_EXERCISE_. Take the records below and write them out again exactly.
========
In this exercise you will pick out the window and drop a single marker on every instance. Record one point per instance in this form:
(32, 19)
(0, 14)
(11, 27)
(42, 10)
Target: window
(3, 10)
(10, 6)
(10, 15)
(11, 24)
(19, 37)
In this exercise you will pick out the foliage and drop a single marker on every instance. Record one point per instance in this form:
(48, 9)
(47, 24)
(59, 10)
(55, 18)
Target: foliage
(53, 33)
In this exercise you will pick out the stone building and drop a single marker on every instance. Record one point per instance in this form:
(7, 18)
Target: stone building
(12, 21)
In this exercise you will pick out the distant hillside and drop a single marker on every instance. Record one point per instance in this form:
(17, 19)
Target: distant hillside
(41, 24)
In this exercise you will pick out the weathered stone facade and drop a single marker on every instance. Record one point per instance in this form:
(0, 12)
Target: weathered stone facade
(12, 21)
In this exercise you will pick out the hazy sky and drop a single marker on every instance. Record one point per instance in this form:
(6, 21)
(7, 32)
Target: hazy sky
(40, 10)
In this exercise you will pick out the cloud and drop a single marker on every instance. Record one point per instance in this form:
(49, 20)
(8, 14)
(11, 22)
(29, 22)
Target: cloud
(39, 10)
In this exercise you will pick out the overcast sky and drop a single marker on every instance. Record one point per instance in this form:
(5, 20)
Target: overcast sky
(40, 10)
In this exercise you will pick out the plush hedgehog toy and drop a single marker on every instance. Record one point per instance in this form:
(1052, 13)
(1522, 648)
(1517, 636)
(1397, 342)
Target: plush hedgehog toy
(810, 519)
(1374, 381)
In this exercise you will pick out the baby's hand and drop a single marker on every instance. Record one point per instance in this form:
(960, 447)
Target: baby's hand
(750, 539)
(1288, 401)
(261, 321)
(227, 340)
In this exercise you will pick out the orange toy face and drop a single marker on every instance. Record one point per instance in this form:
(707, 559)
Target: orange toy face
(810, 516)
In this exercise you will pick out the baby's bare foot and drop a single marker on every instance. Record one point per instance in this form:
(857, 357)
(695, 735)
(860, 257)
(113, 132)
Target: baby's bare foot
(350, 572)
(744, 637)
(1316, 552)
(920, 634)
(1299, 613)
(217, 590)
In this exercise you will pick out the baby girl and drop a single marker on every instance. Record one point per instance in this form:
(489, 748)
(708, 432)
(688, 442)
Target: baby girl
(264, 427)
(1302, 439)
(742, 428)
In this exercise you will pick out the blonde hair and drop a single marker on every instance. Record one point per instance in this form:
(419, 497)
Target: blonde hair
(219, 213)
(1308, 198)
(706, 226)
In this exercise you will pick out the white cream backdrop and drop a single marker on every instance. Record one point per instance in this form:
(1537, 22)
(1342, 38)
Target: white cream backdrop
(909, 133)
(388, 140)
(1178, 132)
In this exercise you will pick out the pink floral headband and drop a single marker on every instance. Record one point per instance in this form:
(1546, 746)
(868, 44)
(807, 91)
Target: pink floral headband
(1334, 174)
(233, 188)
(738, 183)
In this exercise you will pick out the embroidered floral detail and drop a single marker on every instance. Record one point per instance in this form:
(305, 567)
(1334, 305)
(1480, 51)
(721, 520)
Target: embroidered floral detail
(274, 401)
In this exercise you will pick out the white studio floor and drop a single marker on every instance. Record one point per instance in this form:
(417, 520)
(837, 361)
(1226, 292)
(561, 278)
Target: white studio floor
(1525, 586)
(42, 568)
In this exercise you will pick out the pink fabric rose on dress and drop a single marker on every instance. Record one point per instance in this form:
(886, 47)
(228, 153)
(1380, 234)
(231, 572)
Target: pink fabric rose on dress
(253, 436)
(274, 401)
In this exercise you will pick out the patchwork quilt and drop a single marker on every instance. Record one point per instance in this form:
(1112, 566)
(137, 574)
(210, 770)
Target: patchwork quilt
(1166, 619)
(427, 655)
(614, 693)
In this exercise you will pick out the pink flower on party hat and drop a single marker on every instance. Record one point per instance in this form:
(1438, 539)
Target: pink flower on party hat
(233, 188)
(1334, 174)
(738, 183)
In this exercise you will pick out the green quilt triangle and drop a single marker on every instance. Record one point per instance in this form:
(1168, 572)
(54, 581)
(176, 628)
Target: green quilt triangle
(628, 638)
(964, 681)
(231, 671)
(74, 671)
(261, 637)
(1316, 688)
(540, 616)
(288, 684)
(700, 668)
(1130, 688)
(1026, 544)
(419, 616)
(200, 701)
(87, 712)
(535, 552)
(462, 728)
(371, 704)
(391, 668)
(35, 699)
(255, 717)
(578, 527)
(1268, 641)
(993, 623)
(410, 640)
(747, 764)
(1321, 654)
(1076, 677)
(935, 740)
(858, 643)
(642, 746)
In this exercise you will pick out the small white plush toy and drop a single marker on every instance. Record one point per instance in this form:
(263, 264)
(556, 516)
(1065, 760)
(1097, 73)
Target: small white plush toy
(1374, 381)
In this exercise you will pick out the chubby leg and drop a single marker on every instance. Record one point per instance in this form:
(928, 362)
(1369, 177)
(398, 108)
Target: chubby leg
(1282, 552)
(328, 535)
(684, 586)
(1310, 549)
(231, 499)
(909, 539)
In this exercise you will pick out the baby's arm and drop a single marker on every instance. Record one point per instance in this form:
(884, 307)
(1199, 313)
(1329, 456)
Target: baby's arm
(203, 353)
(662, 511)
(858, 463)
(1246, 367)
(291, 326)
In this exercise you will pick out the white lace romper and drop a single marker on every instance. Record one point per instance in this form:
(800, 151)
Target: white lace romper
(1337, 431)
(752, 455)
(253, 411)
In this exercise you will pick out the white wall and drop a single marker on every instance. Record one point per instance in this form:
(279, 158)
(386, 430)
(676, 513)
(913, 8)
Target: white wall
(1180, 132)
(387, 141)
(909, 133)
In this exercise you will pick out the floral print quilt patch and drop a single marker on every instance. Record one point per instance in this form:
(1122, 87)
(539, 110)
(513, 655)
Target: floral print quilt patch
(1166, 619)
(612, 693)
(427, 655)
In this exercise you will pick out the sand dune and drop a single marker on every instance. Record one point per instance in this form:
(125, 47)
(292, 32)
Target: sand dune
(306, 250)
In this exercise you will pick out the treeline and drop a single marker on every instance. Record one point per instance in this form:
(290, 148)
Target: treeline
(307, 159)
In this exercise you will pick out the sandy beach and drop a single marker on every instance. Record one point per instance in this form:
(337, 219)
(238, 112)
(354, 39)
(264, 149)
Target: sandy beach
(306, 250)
========
_RESULT BELOW_.
In this exercise you will pick out the window and drop a single marker on every instance. Record one point per instance in this form:
(32, 19)
(0, 14)
(11, 27)
(42, 10)
Target: window
(3, 10)
(10, 6)
(10, 15)
(11, 24)
(19, 37)
In this exercise you will pick out the foliage and drop a single marker on every instance. Record one point per instance in this form:
(48, 9)
(47, 24)
(59, 10)
(55, 18)
Target: foliage
(53, 33)
In this exercise you will pick out the stone building and drop a single marker on every instance. Record one point per instance in this form:
(7, 18)
Target: stone building
(12, 21)
In this exercise you will pick out the distant hillside and drop a single marker on every instance. Record one point per instance in this form:
(17, 19)
Target: distant hillside
(41, 24)
In this exercise you will pick out the weathered stone facade and drop a single marker on every instance. Record one point per instance in this form:
(0, 12)
Target: weathered stone facade
(12, 21)
In this exercise you will pick out the hazy sky and drop a single marker on every instance. Record one point per instance in this form:
(6, 21)
(7, 32)
Target: hazy sky
(40, 10)
In this exercise you will pick out the cloud and drop a single marker on every instance. Record one point per instance in this form:
(49, 20)
(8, 14)
(11, 22)
(29, 22)
Target: cloud
(39, 10)
In this exercise you will pick out the overcast sky and drop a single marker on every instance. Record one point per instance in this form:
(5, 20)
Target: overcast sky
(40, 10)
In this exercise you will pick out the plush hedgehog toy and drop a single marker on every instance. Record one point per instance in this form:
(1052, 13)
(1522, 648)
(1517, 636)
(1397, 342)
Target: plush hedgehog toy
(810, 519)
(1374, 381)
In this exercise you will pick out the baby's hand and drop a single marker on every instance. Record one point per instance in this form:
(960, 447)
Target: baby's hand
(750, 539)
(1288, 401)
(261, 321)
(227, 340)
In this exercise you will pick out the orange toy face and drop a single marker on every instance. Record one point per instance in this form:
(707, 559)
Target: orange toy face
(810, 516)
In this exercise you will pick out the baby's bare foot and drop a single marker on every instance. Record one point per instance in this form:
(857, 357)
(695, 735)
(860, 257)
(113, 132)
Target: baby's bare foot
(350, 572)
(744, 637)
(1316, 552)
(920, 634)
(1299, 613)
(217, 590)
In this exercise you will pick out the baby girl and drop a single marker on every instance. Record one point per instance in this form:
(489, 748)
(708, 432)
(688, 442)
Target: baby girl
(264, 427)
(1302, 439)
(742, 428)
In this exercise you will pick out the blonde hair and drop a single marker on every instance. Record one point per instance in this form:
(419, 497)
Target: blonde hair
(219, 213)
(1308, 198)
(706, 226)
In this exercise you will pick out the white cream backdrop and drop a single marker on every instance. Record one point per instance in this form:
(1537, 22)
(1342, 38)
Target: white cream backdrop
(909, 133)
(388, 140)
(1178, 132)
In this exercise you will pick out the pink floral headband and drop a single marker on every instance. Record one point per instance in this form:
(1546, 746)
(868, 44)
(807, 91)
Target: pink floral headband
(1334, 174)
(233, 188)
(738, 183)
In this exercise you will pick out the embroidered floral detail and drop a single marker on every instance. Record one point per instance in this form:
(305, 567)
(1334, 305)
(1480, 51)
(721, 520)
Target: embroidered floral detail
(274, 401)
In this exercise you will pick out the white studio floor and drop a single marker on every instance. Record one point per instance in this form:
(417, 520)
(837, 361)
(1226, 292)
(561, 278)
Target: white studio floor
(1525, 586)
(42, 568)
In this exercise you will pick out the pink fabric rose on dress and drop a single marker on every instance. Record one point per instance in this form:
(886, 47)
(228, 153)
(1380, 234)
(231, 572)
Target: pink fabric rose on dress
(253, 436)
(274, 401)
In this exercise you will pick out the patchwork quilt and drop a single marker on every instance. Record one point per instance in this form:
(1112, 566)
(137, 574)
(210, 770)
Target: patchwork quilt
(1166, 619)
(427, 655)
(614, 693)
In this exercise you will pick out the pink flower on party hat and drop a single marker on every instance. Record one point per instance in this form:
(1438, 539)
Target: pink flower on party hat
(233, 188)
(1334, 174)
(738, 183)
In this exercise you will pick out the green quilt triangle and drop a single marker on every instance. Record one point per instance in this form:
(1168, 572)
(54, 581)
(176, 628)
Target: green quilt triangle
(628, 638)
(964, 681)
(231, 671)
(74, 671)
(261, 637)
(1316, 688)
(540, 616)
(288, 684)
(700, 668)
(1130, 688)
(1026, 544)
(419, 616)
(200, 701)
(87, 712)
(535, 552)
(462, 728)
(371, 704)
(391, 668)
(35, 699)
(255, 717)
(578, 527)
(1268, 641)
(993, 623)
(410, 640)
(747, 764)
(1321, 654)
(1076, 677)
(935, 740)
(858, 643)
(642, 746)
In this exercise you will pick out the small white plush toy and drop a single marker on every instance. Record one point per instance in this form:
(263, 264)
(556, 516)
(1065, 760)
(1097, 73)
Target: small white plush toy
(1374, 381)
In this exercise you will pick out the chubby leg and drop a single marker on every instance. Record one point per instance in this form:
(928, 362)
(1369, 177)
(398, 108)
Target: chubby leg
(1282, 552)
(328, 535)
(684, 586)
(1310, 549)
(231, 499)
(909, 539)
In this exercise you will pick out the baby's arm and drop a single marker on every instance. Record one point per instance in this form:
(884, 307)
(1199, 313)
(1329, 456)
Target: baby's arm
(203, 353)
(662, 511)
(858, 463)
(1246, 367)
(291, 326)
In this exercise you will pick out the white lace romper and drop a single marker on every instance. Record one point per instance in this form:
(800, 151)
Target: white lace romper
(1337, 431)
(752, 455)
(253, 411)
In this exercise you will pick out the white wall and drop a single marker on every instance. Record one point per instance in this form:
(279, 158)
(386, 430)
(676, 513)
(913, 8)
Target: white wall
(1180, 132)
(387, 141)
(909, 133)
In this exercise you will pick out the floral print quilt patch and drop a single marker on every instance. Record one point per instance in this form:
(1122, 87)
(539, 110)
(513, 655)
Target: floral print quilt patch
(1166, 619)
(612, 693)
(427, 655)
In this exercise you will pick out the sand dune and drop a single marker on every instance. Record one point per instance in this form:
(125, 47)
(292, 32)
Target: sand dune
(306, 250)
In this exercise you will pick out the treeline and drop a single marker on every instance. Record one point per instance in this form:
(290, 148)
Target: treeline
(307, 159)
In this exercise you will pick out the sandy beach and drop a single marker on every instance. Record one point per instance in this form:
(337, 219)
(238, 112)
(354, 39)
(264, 149)
Target: sandy beach
(306, 250)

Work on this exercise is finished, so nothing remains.